▸ **TEXT EXTRACT**
---------------
Monday, August 29, 2011

Can you tell if a relationship will last? What makes them fail? What qualities should we seek in a partner?

I came across Marriage researcher Dr. Gottman during my self-help frenzy, when I wanted to understand what went wrong before and how I could tell if it would happen again. He has put together a huge body of research on what makes relationships work or fail and has detailed his findings in over 190 academic papers and 40 books. He is considered one of the leading voices on successful marital relations.

Dr. Gottman has pinpointed a handful of the most corrosive negative behavior patterns found in partnerships and says that the presence of  any of these are so intertwined with high levels of marital dissatisfaction that they each can singularly all but predict the likelihood of divorce.

What are these terrible traits that can wreck even the most solid-seeming union? There are only four. That's all you need to bring the tower of love crashing down. (Actually, you only need ONE of the four, but I digress.) I'm pasting them here from his site (but you should read the whole page of FAQs later if this topic interests you; I pasted the link below):
  1. Criticism: stating one’s complaints as a defect in one’s partner’s personality, i.e., giving the partner negative trait attributions. Example: “You always talk about yourself. You are so selfish.”

  2. Contempt: statements that come from a relative position of superiority. Contempt is the greatest predictor of divorce and must be eliminated. Example: “You’re an idiot.”

  3. Defensiveness: self-protection in the form of righteous indignation or innocent victim-hood. Defensiveness wards off a perceived attack. Example: “It’s not my fault that we’re always late; it’s your fault.”

  4. Stonewalling: emotional withdrawal from interaction. Example: The listener does not give the speaker the usual nonverbal signals that the listener is “tracking” the speaker.
These predict early divorcing – an average of 5.6 years after the wedding. Emotional withdrawal and anger predict later divorcing – an average of 16.2 years after the wedding.
---------------
▸ **STATED GOAL 1**
In the blog post on what makes relationships fail, which of the four behaviors is named the greatest predictor of divorce?
---------------
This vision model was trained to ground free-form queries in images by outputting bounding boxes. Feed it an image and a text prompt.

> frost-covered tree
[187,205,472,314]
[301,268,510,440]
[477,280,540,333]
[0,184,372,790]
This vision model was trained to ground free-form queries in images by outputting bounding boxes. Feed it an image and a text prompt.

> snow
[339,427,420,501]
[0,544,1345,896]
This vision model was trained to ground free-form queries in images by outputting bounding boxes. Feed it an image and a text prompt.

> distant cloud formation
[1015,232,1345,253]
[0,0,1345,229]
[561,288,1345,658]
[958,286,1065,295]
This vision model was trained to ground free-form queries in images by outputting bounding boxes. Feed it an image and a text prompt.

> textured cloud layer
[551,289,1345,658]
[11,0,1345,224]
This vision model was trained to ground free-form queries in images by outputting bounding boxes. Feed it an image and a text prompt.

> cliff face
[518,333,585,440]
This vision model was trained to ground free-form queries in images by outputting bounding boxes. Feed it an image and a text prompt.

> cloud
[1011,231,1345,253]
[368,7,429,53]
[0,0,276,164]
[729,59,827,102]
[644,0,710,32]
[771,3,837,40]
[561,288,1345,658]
---------------
▸ **STATED GOAL 2**
Identify every line in the records that contains the string "cloud", copying each such line.

▸ **FINISHED ANSWER 1**
Contempt.

▸ **FINISHED ANSWER 2**
> distant cloud formation
> textured cloud layer
> cloud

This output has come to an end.